◆ **Work to do**
Copy, without any alteration, the rows below that begin with the line containing "Indicate the blue jeans in" and continue through the line containing "pixel 240 91", with both of those lines included.

◆ **Data records**
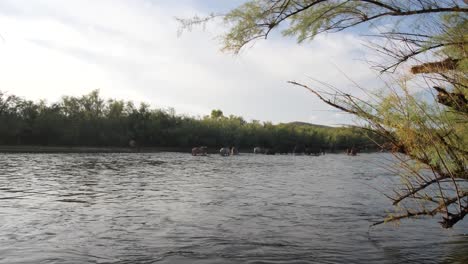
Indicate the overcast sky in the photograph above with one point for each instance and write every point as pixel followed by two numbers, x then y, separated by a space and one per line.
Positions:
pixel 130 50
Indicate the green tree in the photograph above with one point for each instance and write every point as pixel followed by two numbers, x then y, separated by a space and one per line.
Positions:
pixel 216 113
pixel 429 138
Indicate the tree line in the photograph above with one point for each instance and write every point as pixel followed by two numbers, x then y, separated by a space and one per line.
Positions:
pixel 90 120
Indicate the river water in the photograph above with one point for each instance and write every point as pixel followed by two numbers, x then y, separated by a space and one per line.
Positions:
pixel 175 208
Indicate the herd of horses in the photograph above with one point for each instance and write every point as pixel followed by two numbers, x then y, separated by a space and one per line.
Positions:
pixel 225 151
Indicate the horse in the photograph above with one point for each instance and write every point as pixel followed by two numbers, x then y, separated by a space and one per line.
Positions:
pixel 259 150
pixel 352 151
pixel 199 151
pixel 224 151
pixel 234 151
pixel 270 151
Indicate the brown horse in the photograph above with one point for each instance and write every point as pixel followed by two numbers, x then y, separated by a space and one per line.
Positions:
pixel 199 151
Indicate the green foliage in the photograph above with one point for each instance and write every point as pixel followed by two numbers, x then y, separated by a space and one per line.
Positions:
pixel 90 120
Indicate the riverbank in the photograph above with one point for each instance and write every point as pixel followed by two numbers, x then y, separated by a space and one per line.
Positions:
pixel 66 149
pixel 84 149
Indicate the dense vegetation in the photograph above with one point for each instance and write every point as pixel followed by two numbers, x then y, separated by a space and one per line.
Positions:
pixel 428 136
pixel 90 120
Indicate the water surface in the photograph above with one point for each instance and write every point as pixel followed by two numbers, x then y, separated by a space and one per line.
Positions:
pixel 175 208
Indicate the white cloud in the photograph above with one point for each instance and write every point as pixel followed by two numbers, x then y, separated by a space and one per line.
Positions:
pixel 130 50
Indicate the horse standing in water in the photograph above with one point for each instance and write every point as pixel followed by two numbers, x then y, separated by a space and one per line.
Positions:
pixel 199 151
pixel 258 150
pixel 224 151
pixel 234 151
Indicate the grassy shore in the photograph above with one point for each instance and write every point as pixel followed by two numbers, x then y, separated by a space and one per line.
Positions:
pixel 66 149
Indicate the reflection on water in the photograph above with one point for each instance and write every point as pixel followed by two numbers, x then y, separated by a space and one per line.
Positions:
pixel 175 208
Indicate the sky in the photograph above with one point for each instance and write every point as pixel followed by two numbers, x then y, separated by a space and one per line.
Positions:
pixel 131 50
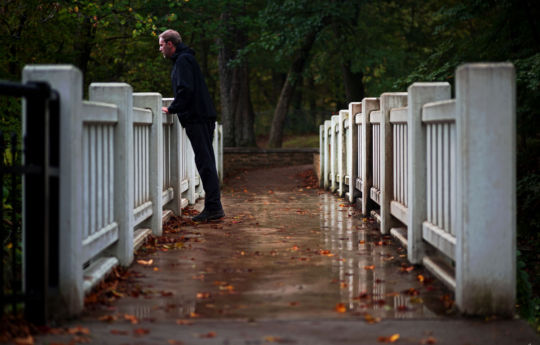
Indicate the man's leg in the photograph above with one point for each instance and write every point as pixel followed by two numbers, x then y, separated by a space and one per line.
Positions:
pixel 200 136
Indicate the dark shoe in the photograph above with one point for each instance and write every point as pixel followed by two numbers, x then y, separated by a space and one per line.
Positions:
pixel 206 216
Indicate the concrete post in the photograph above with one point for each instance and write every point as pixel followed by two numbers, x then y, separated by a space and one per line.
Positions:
pixel 418 95
pixel 341 151
pixel 368 105
pixel 352 149
pixel 121 94
pixel 486 189
pixel 389 100
pixel 333 152
pixel 326 164
pixel 321 156
pixel 175 160
pixel 192 171
pixel 220 157
pixel 152 101
pixel 68 81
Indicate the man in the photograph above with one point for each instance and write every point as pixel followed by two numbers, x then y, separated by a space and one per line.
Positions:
pixel 196 113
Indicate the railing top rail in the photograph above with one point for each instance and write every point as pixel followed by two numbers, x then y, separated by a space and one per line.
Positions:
pixel 375 117
pixel 398 115
pixel 99 112
pixel 142 116
pixel 442 111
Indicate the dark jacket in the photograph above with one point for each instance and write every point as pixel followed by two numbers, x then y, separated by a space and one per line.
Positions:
pixel 192 100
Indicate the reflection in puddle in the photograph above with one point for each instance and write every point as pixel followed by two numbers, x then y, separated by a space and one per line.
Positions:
pixel 369 277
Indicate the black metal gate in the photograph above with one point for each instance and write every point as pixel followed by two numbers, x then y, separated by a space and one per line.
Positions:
pixel 29 182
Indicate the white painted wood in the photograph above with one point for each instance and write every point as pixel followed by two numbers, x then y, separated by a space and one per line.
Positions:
pixel 121 95
pixel 368 106
pixel 486 194
pixel 341 151
pixel 441 111
pixel 142 116
pixel 440 239
pixel 400 234
pixel 97 112
pixel 355 108
pixel 399 211
pixel 440 271
pixel 387 102
pixel 68 81
pixel 97 271
pixel 326 156
pixel 98 241
pixel 139 236
pixel 398 115
pixel 418 162
pixel 152 103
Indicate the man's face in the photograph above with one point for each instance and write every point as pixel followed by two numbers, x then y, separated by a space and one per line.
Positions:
pixel 166 48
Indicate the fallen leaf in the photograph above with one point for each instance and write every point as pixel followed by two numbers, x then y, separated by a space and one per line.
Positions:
pixel 131 318
pixel 203 295
pixel 108 318
pixel 429 341
pixel 141 331
pixel 119 332
pixel 29 340
pixel 184 322
pixel 208 335
pixel 391 339
pixel 340 308
pixel 78 330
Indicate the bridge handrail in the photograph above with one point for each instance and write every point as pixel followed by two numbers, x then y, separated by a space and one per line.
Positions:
pixel 439 174
pixel 124 167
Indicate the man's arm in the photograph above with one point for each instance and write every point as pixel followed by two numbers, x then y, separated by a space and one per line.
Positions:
pixel 184 87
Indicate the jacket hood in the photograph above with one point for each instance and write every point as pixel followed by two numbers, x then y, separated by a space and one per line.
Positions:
pixel 181 48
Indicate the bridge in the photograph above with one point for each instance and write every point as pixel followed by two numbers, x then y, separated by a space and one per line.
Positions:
pixel 419 211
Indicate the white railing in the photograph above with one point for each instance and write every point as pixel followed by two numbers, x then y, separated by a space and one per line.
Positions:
pixel 439 175
pixel 125 167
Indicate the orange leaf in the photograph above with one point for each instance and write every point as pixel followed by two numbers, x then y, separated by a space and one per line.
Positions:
pixel 29 340
pixel 203 295
pixel 184 322
pixel 208 335
pixel 78 330
pixel 370 319
pixel 391 339
pixel 119 332
pixel 141 331
pixel 131 318
pixel 428 341
pixel 108 318
pixel 340 308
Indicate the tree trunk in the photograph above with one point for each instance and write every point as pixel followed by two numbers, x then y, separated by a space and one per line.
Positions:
pixel 354 86
pixel 225 82
pixel 287 91
pixel 243 109
pixel 237 112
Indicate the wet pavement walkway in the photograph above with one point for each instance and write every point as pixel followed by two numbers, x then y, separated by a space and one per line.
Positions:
pixel 289 264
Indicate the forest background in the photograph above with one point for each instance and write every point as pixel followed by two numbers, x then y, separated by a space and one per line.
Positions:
pixel 279 68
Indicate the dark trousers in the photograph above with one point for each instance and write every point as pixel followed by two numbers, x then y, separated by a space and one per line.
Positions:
pixel 200 135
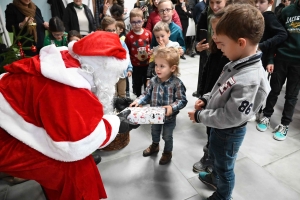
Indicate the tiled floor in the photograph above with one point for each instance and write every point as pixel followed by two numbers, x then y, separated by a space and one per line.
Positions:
pixel 265 168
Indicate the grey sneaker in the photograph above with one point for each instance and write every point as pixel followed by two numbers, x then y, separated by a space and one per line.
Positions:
pixel 280 132
pixel 208 179
pixel 263 124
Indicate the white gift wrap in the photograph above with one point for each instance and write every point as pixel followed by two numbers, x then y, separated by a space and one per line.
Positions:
pixel 146 115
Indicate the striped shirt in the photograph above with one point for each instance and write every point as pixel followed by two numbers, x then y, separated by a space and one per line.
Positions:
pixel 171 92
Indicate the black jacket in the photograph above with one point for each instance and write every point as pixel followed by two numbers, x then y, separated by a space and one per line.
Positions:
pixel 70 18
pixel 212 71
pixel 14 17
pixel 274 35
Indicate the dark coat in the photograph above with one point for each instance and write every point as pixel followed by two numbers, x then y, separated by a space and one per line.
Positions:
pixel 70 18
pixel 274 35
pixel 14 17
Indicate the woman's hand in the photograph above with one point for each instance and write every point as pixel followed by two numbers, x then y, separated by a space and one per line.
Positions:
pixel 169 110
pixel 201 47
pixel 46 25
pixel 270 68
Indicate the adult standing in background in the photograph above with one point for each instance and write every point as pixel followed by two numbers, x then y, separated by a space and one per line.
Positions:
pixel 154 17
pixel 147 8
pixel 184 14
pixel 17 14
pixel 79 17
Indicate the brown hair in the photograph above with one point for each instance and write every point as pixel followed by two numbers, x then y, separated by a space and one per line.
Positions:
pixel 147 1
pixel 136 12
pixel 106 21
pixel 163 1
pixel 161 26
pixel 171 55
pixel 242 21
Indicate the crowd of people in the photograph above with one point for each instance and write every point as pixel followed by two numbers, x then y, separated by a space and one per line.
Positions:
pixel 244 40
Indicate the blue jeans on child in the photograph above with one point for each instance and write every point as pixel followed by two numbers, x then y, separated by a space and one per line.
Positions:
pixel 223 149
pixel 167 133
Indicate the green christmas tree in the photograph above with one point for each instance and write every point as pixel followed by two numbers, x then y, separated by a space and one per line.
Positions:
pixel 16 50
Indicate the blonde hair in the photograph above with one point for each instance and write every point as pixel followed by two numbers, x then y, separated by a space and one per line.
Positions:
pixel 171 55
pixel 136 12
pixel 161 26
pixel 106 21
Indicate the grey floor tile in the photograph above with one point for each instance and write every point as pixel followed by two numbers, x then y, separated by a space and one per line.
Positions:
pixel 287 170
pixel 254 182
pixel 136 177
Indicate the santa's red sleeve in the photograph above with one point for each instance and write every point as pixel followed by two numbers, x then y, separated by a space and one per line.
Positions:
pixel 62 122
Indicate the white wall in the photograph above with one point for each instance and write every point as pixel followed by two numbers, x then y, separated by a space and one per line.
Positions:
pixel 42 4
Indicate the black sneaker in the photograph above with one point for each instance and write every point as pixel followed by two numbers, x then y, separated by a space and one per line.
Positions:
pixel 207 179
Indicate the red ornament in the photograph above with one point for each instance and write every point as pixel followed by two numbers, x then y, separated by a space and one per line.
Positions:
pixel 33 48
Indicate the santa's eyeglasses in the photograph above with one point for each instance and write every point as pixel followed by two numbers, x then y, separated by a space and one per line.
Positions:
pixel 136 23
pixel 167 10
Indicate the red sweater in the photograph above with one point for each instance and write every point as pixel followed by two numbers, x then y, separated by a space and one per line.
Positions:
pixel 139 46
pixel 154 18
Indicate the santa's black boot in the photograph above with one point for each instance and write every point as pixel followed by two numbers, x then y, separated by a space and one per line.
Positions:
pixel 205 164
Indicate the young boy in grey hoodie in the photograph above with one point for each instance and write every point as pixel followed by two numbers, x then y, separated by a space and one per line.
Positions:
pixel 237 95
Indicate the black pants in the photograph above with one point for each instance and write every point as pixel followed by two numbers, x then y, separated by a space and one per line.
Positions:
pixel 139 78
pixel 284 70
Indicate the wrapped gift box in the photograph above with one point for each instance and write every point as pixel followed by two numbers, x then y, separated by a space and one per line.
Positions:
pixel 146 115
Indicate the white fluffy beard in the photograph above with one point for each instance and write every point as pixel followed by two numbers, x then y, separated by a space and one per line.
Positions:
pixel 106 72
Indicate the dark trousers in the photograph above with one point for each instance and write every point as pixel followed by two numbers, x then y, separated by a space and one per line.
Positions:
pixel 284 70
pixel 139 78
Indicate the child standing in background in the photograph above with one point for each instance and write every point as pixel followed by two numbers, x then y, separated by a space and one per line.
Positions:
pixel 108 24
pixel 166 9
pixel 57 34
pixel 73 35
pixel 138 42
pixel 168 91
pixel 161 32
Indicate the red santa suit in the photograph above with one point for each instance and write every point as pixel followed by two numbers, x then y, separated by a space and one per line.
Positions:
pixel 50 121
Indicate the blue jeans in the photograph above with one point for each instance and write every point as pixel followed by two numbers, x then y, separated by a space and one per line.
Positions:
pixel 167 133
pixel 223 149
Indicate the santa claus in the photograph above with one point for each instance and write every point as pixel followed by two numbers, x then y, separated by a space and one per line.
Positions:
pixel 56 109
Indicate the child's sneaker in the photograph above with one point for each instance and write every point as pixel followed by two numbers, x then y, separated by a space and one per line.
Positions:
pixel 263 124
pixel 208 179
pixel 153 148
pixel 280 132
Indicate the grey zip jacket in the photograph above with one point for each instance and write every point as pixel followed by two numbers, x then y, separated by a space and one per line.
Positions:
pixel 240 91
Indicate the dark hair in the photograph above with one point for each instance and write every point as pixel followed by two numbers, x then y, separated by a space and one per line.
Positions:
pixel 117 11
pixel 73 33
pixel 242 21
pixel 106 21
pixel 56 25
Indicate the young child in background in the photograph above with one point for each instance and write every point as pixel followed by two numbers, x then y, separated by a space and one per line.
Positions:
pixel 172 97
pixel 274 35
pixel 237 95
pixel 138 42
pixel 120 25
pixel 120 28
pixel 108 24
pixel 73 35
pixel 161 32
pixel 57 34
pixel 284 67
pixel 165 9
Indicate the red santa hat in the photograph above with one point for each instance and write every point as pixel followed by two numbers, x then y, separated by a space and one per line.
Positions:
pixel 100 43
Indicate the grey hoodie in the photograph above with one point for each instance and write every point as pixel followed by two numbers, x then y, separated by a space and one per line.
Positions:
pixel 237 95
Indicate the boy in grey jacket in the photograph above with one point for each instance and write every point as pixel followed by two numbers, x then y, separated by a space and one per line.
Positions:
pixel 237 95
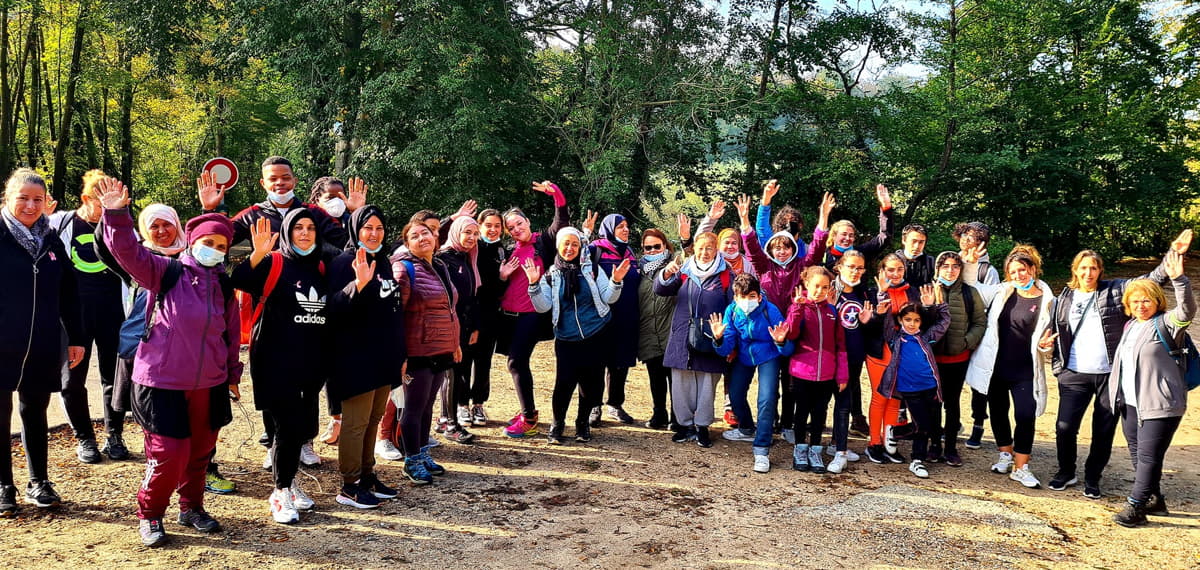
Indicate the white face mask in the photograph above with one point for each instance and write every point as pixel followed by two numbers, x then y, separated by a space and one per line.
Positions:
pixel 334 207
pixel 281 199
pixel 747 305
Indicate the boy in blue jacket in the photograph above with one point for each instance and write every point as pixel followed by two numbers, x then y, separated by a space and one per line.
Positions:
pixel 759 336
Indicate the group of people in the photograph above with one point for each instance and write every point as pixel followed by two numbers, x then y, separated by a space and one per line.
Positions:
pixel 414 316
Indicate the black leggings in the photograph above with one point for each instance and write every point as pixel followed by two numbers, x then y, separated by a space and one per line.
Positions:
pixel 811 405
pixel 34 435
pixel 1025 409
pixel 1149 441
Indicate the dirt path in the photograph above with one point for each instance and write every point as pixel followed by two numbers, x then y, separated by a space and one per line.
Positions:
pixel 630 498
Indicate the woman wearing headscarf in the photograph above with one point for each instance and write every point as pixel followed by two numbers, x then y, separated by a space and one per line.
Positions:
pixel 40 300
pixel 289 330
pixel 367 331
pixel 610 251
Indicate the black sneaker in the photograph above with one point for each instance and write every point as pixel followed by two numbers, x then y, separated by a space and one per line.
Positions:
pixel 198 520
pixel 7 501
pixel 151 532
pixel 115 449
pixel 88 451
pixel 357 497
pixel 42 495
pixel 372 484
pixel 1062 480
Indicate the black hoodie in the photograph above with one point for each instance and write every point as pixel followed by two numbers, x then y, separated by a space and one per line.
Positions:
pixel 289 340
pixel 367 325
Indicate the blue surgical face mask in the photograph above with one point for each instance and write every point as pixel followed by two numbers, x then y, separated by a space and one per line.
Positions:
pixel 207 256
pixel 747 305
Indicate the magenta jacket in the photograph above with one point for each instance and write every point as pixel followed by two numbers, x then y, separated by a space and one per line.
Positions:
pixel 820 342
pixel 195 340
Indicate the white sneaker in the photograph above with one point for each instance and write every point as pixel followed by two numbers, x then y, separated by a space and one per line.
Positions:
pixel 387 450
pixel 838 463
pixel 1005 465
pixel 307 456
pixel 1025 477
pixel 300 499
pixel 736 435
pixel 283 510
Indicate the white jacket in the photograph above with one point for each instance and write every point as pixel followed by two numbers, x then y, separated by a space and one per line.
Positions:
pixel 983 360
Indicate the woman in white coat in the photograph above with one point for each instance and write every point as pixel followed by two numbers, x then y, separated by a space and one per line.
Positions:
pixel 1008 365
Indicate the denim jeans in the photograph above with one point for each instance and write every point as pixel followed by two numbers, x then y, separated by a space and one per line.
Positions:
pixel 739 387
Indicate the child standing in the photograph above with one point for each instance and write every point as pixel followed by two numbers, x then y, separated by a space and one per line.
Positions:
pixel 912 373
pixel 760 337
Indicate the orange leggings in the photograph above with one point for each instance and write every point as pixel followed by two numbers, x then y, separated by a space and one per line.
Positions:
pixel 883 409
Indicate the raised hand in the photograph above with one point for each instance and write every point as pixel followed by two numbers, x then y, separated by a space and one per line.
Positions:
pixel 684 226
pixel 210 192
pixel 1174 264
pixel 364 271
pixel 927 295
pixel 718 324
pixel 1182 243
pixel 113 195
pixel 507 268
pixel 779 333
pixel 357 196
pixel 717 210
pixel 881 193
pixel 768 191
pixel 618 273
pixel 532 273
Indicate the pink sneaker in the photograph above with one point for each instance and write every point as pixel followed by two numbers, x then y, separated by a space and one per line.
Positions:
pixel 522 427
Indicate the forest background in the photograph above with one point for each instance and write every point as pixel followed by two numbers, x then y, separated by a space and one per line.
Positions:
pixel 1066 124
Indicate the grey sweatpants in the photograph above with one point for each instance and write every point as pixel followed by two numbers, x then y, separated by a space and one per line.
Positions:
pixel 691 396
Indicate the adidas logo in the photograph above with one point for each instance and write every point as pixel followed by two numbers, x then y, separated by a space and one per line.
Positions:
pixel 311 304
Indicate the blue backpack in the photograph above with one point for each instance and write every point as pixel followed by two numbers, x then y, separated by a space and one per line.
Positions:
pixel 1185 355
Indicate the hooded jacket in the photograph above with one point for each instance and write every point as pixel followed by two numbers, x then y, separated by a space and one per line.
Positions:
pixel 779 281
pixel 366 327
pixel 289 342
pixel 193 341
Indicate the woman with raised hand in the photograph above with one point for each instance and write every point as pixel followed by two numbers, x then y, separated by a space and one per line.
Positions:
pixel 581 300
pixel 612 250
pixel 40 300
pixel 1089 319
pixel 702 286
pixel 431 334
pixel 186 367
pixel 1008 364
pixel 1147 385
pixel 521 324
pixel 367 334
pixel 292 289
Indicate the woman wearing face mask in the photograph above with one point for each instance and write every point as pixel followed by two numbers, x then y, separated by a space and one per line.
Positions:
pixel 521 325
pixel 621 354
pixel 431 334
pixel 367 331
pixel 40 293
pixel 293 322
pixel 1089 319
pixel 654 324
pixel 461 258
pixel 969 321
pixel 186 369
pixel 1008 364
pixel 579 298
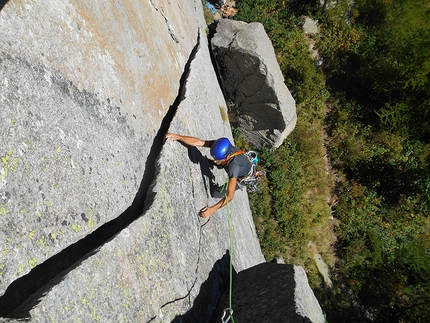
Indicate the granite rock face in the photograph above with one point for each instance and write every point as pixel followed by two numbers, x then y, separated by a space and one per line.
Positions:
pixel 98 213
pixel 253 82
pixel 271 293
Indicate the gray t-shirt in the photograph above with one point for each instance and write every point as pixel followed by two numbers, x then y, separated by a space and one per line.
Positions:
pixel 239 166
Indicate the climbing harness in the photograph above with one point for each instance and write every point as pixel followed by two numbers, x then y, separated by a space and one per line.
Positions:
pixel 230 234
pixel 252 179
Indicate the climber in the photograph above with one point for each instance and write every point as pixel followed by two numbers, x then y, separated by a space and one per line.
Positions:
pixel 226 156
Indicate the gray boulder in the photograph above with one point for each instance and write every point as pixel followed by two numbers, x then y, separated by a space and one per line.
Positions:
pixel 253 82
pixel 271 293
pixel 98 213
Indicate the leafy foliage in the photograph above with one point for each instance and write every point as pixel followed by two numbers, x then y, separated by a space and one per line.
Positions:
pixel 377 66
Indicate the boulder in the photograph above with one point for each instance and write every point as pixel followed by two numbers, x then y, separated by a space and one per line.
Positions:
pixel 99 215
pixel 272 293
pixel 98 212
pixel 265 111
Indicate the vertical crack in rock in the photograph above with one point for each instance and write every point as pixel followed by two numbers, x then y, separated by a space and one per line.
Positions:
pixel 2 3
pixel 25 292
pixel 169 26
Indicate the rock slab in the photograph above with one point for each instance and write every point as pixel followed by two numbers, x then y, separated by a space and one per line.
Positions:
pixel 253 82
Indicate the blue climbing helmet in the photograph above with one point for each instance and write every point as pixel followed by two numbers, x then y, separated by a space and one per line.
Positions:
pixel 221 148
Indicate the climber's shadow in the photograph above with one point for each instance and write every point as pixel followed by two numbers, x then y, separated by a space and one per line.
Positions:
pixel 206 167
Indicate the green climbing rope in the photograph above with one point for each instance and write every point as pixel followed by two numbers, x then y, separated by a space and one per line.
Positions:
pixel 230 234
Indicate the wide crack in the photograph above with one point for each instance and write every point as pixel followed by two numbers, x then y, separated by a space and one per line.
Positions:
pixel 25 292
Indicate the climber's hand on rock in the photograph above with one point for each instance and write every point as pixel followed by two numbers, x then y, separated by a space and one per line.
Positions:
pixel 172 136
pixel 206 212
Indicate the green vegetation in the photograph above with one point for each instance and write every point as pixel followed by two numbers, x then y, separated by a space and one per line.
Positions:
pixel 375 84
pixel 291 210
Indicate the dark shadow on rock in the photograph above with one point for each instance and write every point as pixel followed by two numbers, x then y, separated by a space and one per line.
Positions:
pixel 206 167
pixel 263 293
pixel 210 293
pixel 26 292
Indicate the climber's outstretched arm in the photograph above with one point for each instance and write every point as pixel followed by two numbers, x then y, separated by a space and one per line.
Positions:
pixel 191 141
pixel 209 210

◆ **Answer to this problem**
Indicate the blue jeans in the photograph above with one point for each instance and write every point as pixel followed by two numbers, x then y, separated by a space and one per line.
Positions:
pixel 167 133
pixel 223 149
Indicate the santa claus in the photograph above with one point for each instance and write every point as pixel followed by two numbers, x then y, separated by a space and one per line.
Positions:
pixel 56 109
Indicate the child's sneaker in the photograph above with one point for each instance and write every point as pixel followed by two numbers, x then y, separated by a space and one per line.
Positions:
pixel 263 124
pixel 208 179
pixel 153 148
pixel 280 132
Indicate the grey zip jacket in the photograph above with one point for each instance and write every point as pixel followed by two numbers, x then y, separated by a space and one per line.
Positions:
pixel 240 91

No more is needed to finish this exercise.